TASKS TO PERFORM =>
1) Answer these questions from the article on nationalizing the mines below:
(a) What position does Jeremy Cronin hold?
(b) What office does Julius Malema hold?
(c) Which document holds the clause that Malema's argument rests on?
2) According to the clause quoted in the article on nationalizing the mines below, what shall be transferred to the ownership of the people as a whole? List every item.
3) Write out the stretch of the article on nationalizing the mines below from "This is a great" through "our family cupboard.".

-- START TEXT --

POLITICS

Should we nationalise the mines? - Jeremy Cronin

The SACP deputy general secretary responds to Julius Malema's recent call

In recent months, ANC Youth League president, cde Julius Malema has called for the nationalisation of the mines. The mainstream media have predictably latched onto cde Malema's nationalisation call with delight. They hope to ridicule the demand and goad senior ANC and government leaders into banishing any thought of nationalisation, once and for all, finish and klaar.

Cde Malema hasn't always helped his case with off-the-wall sound-bites. The impression of a policy being made on the hoof, individualistically, is re-inforced by the fact that we are yet to see any serious attempt at a collective policy document on this matter from the ANCYL.

This is a great pity. The question of the ownership and control of our major natural resources and means of production is, indeed, a serious matter. The idea of public ownership should not be reduced to an empty slogan. Nor is it, as some other comrades appear to believe, an embarrassing secret from a bygone era, best left hidden away in our family cupboard.

The people shall share in the country's wealth!

The basis for Malema's argument rests on the inspiring clause in the Freedom Charter: "The People Shall Share In The Country's Wealth!" It asserts that: "The national wealth of our country, the heritage of all South Africans, shall be restored to the people; The mineral wealth beneath the soil, the banks and monopoly industry shall be transferred to the ownership of the people as a whole..."

-- END TEXT --
-- START GIVEN DATA --

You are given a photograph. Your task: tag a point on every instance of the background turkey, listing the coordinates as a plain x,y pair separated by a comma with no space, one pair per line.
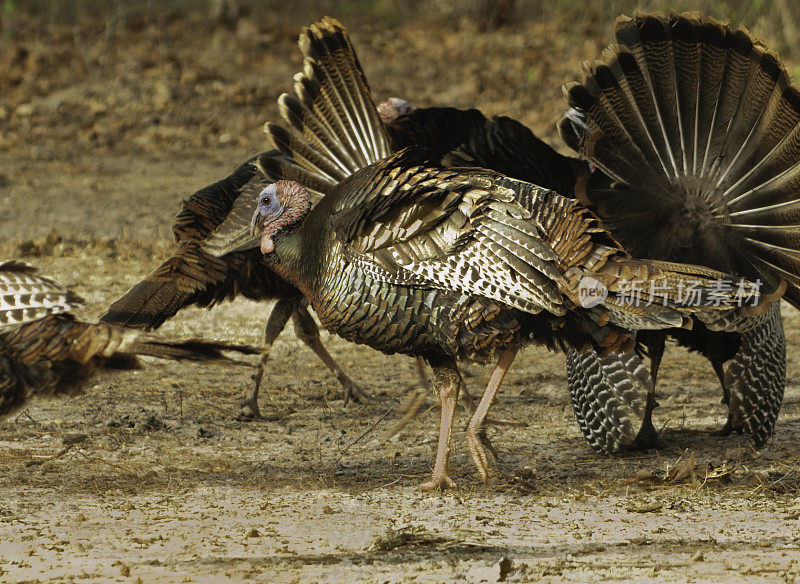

-- END GIVEN DATA --

OUTPUTS BY TASK =>
1)
(a) SACP deputy general secretary
(b) ANC Youth League president
(c) The Freedom Charter

2)
- The mineral wealth beneath the soil
- The banks
- Monopoly industry

3)
This is a great pity. The question of the ownership and control of our major natural resources and means of production is, indeed, a serious matter. The idea of public ownership should not be reduced to an empty slogan. Nor is it, as some other comrades appear to believe, an embarrassing secret from a bygone era, best left hidden away in our family cupboard.